| Extract |
Nasdaq Monthly Chart Analysis - Possible Measured Move Correction

There may be a lot of choppy price action at the top of this trading range until price definitively starts to trend down to facilitate the correction or break out to make new highs. The reason for speculation that Nasdaq may be due for a correction is based on the current impulsive wave’s similarity to the previous impulsive wave in both price and time.

If the current impulsive wave has reached exhaustion it will be an approximate measured move of the previous impulsive wave with increase factors of:

  • 1.022 increase in price range (10,365÷10,142)
  • 1.046 increase in days to climax (637÷609)

If the upcoming correction is also a measured move of the previous correction, using the calculated increase factors, the correction should be projected to occur over approximately 340 days (325×1.046) and decline by approximately 6,483 Points (6,344×1.022).

| Exercise requirements |
**A.** Repeat the part of the Nasdaq analysis that starts at "There may be" and ends at "to climax (637÷609)".
**B.** Answer these questions from the Nasdaq analysis:
(i) In which two respects is the current impulsive wave said to resemble the previous one?
(ii) What increase factor is given for days to climax?
(iii) By approximately how many points is the upcoming correction projected to decline?
**C.** According to the Nasdaq analysis, why might Nasdaq be due for a correction? Answer in one to three sentences.
The records that follow the Nasdaq analysis are separate material with no connection to it.

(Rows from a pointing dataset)

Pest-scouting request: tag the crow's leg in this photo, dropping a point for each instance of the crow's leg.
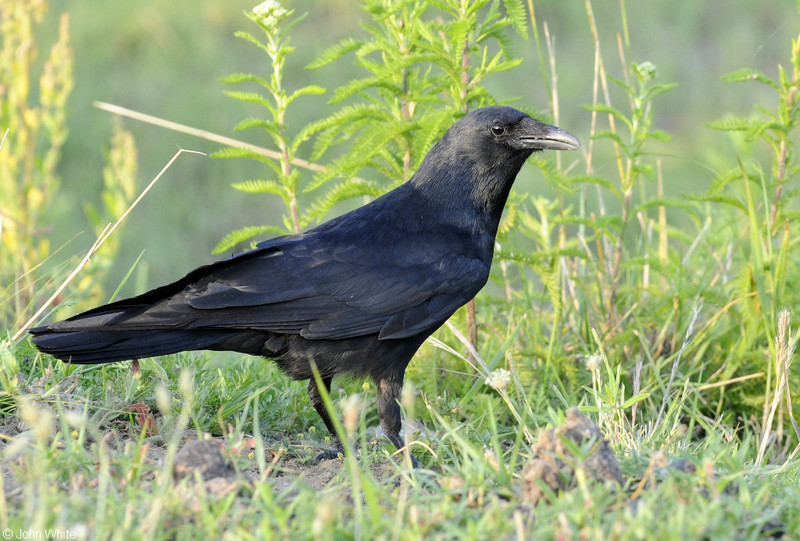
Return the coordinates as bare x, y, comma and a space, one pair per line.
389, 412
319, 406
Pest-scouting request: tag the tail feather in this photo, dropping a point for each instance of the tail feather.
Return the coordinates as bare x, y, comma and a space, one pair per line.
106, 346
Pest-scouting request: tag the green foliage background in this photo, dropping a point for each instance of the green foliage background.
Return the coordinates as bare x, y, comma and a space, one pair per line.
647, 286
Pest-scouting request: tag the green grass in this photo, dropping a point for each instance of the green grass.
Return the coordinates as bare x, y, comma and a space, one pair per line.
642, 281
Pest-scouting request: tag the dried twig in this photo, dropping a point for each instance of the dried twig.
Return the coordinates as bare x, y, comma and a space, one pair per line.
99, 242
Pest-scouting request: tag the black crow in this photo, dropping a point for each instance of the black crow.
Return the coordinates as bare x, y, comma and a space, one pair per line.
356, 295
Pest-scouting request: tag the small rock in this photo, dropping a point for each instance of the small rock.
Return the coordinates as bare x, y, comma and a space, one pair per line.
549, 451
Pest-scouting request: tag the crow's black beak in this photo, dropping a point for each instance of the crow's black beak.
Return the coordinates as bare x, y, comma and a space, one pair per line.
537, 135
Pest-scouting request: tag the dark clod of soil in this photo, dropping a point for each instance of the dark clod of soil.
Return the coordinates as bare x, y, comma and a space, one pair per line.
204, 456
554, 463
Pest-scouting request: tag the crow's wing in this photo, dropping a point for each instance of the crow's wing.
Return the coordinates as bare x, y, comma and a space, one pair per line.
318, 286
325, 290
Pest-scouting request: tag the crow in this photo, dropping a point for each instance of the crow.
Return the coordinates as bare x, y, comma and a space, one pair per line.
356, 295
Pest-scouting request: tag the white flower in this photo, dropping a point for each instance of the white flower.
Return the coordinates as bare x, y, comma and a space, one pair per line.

| Answers for the tasks |
**A.**
There may be a lot of choppy price action at the top of this trading range until price definitively starts to trend down to facilitate the correction or break out to make new highs. The reason for speculation that Nasdaq may be due for a correction is based on the current impulsive wave’s similarity to the previous impulsive wave in both price and time.

If the current impulsive wave has reached exhaustion it will be an approximate measured move of the previous impulsive wave with increase factors of:

  • 1.022 increase in price range (10,365÷10,142)
  • 1.046 increase in days to climax (637÷609)

**B.**
(i) Price and time.
(ii) 1.046.
(iii) Approximately 6,483 points.

**C.** The current impulsive wave is similar to the previous impulsive wave in both price and time. If it has reached exhaustion, it would be an approximate measured move of that earlier wave.